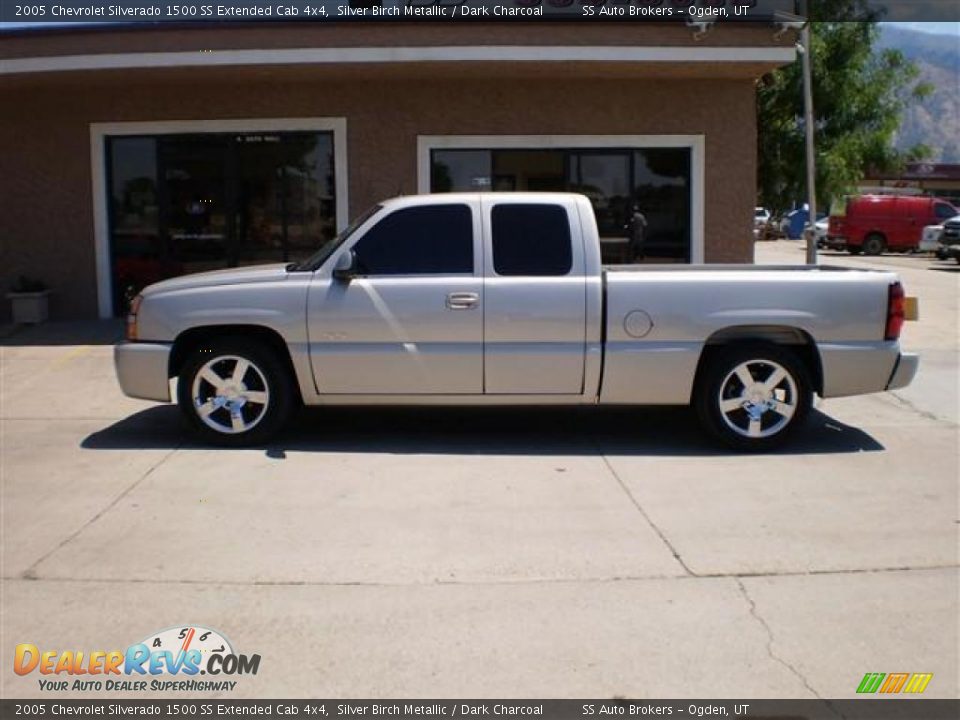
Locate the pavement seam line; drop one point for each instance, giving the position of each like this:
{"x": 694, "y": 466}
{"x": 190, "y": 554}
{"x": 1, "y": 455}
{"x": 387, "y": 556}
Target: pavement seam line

§ §

• Required work:
Rewrite the material above with each occurrence of "pavement seam line" changed to "sidewalk joint", keeping everything else unaltered and omitting the pictures.

• Answer to the problem:
Locate the sidewalk joint; drop one point for each instance, giving the position of each like this:
{"x": 694, "y": 466}
{"x": 190, "y": 554}
{"x": 1, "y": 455}
{"x": 387, "y": 556}
Target: sidewalk joint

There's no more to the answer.